_TEKST:_
ECLI:NL:RVS:2007:AZ9593
Raad van State
- Hoger beroep
- H.G. Lubberdink
- B. van Wagtendonk
- P.A. Offers
- Rechtspraak.nl
Bevoegdheid van de Minister voor Vreemdelingenzaken en Integratie in asielzaken
In deze zaak gaat het om de bevoegdheid van de Minister voor Vreemdelingenzaken en Integratie met betrekking tot besluiten over asielaanvragen. De Raad van State heeft op 21 februari 2007 uitspraak gedaan in hoger beroep tegen een eerdere beslissing van de rechtbank 's-Gravenhage, nevenzittingsplaats Almelo, die op 9 januari 2007 de besluiten van de minister om de aanvragen van twee vreemdelingen voor een verblijfsvergunning asiel af te wijzen, had vernietigd. De rechtbank oordeelde dat de besluiten onrechtmatig waren genomen, omdat deze waren ondertekend door een medewerker van de Immigratie- en Naturalisatiedienst (IND), terwijl de bevoegdheid om deze besluiten te nemen sinds 14 december 2006 bij de minister zelf lag. De minister stelde in hoger beroep dat de vreemdelingen niet in hun belangen waren geschaad en dat de medewerker bevoegd was om de besluiten te nemen. De Raad van State oordeelde dat, hoewel de besluiten onterecht waren genomen, het gebrek niet fundamenteel was en dat de vreemdelingen niet in hun belangen waren geschaad. De Raad verklaarde het hoger beroep gegrond, vernietigde de uitspraak van de rechtbank en verwees de zaak terug naar de rechtbank voor verdere behandeling. Tevens werden de proceskosten in hoger beroep vastgesteld op € 322,00, met de opdracht aan de rechtbank om te beslissen over de vergoeding van deze kosten.

_AANGELEVERD MATERIAAL:_
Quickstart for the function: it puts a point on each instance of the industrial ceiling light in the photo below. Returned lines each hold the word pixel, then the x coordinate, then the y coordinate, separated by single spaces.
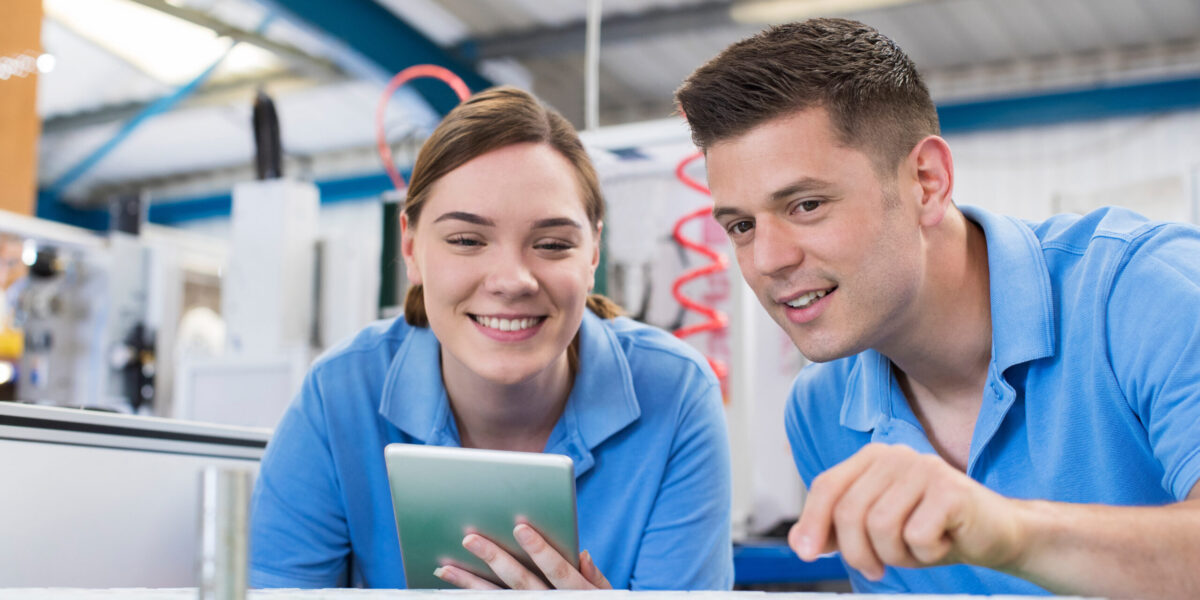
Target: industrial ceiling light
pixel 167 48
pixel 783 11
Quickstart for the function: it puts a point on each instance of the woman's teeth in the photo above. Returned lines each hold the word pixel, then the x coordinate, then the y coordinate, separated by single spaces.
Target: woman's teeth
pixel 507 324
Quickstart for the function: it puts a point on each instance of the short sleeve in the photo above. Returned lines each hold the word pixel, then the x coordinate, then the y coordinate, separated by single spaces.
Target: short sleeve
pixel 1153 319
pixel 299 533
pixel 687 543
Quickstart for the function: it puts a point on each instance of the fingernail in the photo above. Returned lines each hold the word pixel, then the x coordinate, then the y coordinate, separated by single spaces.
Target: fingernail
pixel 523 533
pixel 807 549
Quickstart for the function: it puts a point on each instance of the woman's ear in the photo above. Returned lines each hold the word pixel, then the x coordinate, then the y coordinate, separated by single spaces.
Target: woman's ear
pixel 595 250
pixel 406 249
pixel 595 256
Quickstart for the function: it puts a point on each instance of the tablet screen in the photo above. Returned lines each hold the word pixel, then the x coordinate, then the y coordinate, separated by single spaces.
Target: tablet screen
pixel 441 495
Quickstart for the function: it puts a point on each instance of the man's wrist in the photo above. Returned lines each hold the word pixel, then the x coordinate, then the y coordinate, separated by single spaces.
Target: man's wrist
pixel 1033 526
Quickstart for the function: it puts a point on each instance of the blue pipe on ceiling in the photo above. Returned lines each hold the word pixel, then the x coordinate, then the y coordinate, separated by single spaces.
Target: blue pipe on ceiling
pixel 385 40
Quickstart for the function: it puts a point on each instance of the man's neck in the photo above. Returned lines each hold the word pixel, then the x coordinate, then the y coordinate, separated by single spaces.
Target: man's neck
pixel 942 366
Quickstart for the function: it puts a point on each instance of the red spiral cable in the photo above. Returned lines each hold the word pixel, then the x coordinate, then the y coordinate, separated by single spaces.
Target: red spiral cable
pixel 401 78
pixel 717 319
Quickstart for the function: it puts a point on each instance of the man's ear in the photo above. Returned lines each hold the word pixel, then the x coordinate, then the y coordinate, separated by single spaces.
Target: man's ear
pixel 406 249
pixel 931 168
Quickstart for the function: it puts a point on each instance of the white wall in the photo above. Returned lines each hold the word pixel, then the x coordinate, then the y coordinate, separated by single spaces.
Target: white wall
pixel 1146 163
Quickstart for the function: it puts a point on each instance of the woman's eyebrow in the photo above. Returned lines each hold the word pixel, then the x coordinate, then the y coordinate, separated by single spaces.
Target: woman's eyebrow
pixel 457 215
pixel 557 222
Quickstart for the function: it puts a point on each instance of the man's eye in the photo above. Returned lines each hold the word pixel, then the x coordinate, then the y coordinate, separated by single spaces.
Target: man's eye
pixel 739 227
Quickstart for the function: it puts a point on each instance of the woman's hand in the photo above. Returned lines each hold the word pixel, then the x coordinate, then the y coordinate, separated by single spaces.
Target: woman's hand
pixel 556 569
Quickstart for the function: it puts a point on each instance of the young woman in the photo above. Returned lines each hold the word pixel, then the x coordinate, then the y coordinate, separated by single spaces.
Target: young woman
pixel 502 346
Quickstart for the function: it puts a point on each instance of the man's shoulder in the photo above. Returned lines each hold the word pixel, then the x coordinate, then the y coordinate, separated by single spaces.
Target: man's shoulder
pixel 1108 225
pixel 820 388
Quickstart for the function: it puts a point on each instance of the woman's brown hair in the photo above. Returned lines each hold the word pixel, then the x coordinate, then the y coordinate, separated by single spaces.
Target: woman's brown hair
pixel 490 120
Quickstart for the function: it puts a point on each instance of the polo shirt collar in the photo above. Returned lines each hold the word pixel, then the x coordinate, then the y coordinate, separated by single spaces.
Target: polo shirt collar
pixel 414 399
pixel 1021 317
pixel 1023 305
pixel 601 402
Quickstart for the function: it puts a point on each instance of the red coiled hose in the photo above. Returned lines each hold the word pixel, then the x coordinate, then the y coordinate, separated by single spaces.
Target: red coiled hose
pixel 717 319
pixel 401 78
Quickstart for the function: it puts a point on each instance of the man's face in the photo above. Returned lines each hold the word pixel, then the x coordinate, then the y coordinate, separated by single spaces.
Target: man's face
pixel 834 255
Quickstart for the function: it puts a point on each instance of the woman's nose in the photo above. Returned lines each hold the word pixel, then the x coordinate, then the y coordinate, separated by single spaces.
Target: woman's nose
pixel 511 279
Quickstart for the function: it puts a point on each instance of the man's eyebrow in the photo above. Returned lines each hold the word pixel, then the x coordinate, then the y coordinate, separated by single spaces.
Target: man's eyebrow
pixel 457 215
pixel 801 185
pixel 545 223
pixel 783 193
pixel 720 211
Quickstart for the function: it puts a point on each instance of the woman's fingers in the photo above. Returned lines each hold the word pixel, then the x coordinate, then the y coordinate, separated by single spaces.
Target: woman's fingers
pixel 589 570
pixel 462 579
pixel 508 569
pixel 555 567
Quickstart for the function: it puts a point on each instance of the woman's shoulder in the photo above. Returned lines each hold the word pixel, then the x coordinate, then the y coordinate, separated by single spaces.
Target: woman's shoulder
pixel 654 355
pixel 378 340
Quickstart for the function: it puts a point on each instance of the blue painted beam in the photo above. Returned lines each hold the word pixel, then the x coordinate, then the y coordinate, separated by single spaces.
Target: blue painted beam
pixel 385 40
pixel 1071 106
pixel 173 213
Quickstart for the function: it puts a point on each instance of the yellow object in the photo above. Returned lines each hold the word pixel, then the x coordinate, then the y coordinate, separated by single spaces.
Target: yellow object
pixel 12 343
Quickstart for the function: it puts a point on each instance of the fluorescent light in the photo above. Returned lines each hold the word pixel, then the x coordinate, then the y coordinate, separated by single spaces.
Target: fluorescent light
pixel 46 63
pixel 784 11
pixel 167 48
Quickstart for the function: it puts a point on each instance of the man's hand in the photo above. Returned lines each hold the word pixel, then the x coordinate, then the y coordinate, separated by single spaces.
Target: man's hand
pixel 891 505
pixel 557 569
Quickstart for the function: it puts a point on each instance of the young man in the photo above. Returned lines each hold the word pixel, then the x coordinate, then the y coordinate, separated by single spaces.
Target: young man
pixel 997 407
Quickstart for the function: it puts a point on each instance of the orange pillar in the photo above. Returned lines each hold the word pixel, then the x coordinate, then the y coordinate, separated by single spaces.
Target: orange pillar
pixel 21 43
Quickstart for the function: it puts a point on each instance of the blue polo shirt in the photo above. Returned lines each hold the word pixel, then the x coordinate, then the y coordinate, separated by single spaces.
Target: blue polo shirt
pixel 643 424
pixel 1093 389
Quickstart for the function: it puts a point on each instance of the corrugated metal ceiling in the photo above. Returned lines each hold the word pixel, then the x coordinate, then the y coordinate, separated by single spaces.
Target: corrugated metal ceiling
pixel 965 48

_UIT TE VOEREN OPDRACHTEN:_
**A)** Leg aan de hand van de tekst uit waarom de rechtbank de besluiten van de minister vernietigde. Gebruik één tot drie zinnen.
**B)** Zet de alinea die begint met "In deze zaak gaat het om" uit de tekst om in een beknopte opsomming met de belangrijkste feiten.
Het materiaal is bij het maken van de opdrachten niet nodig.

_ANTWOORDEN:_
**A)** De rechtbank vond de besluiten onrechtmatig genomen. Ze waren ondertekend door een medewerker van de Immigratie- en Naturalisatiedienst (IND), terwijl de bevoegdheid om zulke besluiten te nemen sinds 14 december 2006 bij de minister zelf lag.

**B)**
- Onderwerp: de bevoegdheid van de Minister voor Vreemdelingenzaken en Integratie bij besluiten over asielaanvragen.
- Op 9 januari 2007 vernietigde de rechtbank 's-Gravenhage, nevenzittingsplaats Almelo, de besluiten van de minister. Met die besluiten waren de aanvragen van twee vreemdelingen voor een verblijfsvergunning asiel afgewezen.
- Oordeel van de rechtbank: een IND-medewerker had de besluiten ondertekend, terwijl de bevoegdheid sinds 14 december 2006 bij de minister lag.
- Standpunt van de minister in hoger beroep: de vreemdelingen waren niet in hun belangen geschaad en de medewerker was bevoegd.
- Oordeel van de Raad van State op 21 februari 2007: de besluiten waren onterecht genomen, maar het gebrek was niet fundamenteel en de vreemdelingen waren niet in hun belangen geschaad.
- Uitkomst: het hoger beroep werd gegrond verklaard, de uitspraak van de rechtbank vernietigd en de zaak terugverwezen naar de rechtbank.
- De proceskosten in hoger beroep werden vastgesteld op € 322,00. De rechtbank moet beslissen over de vergoeding daarvan.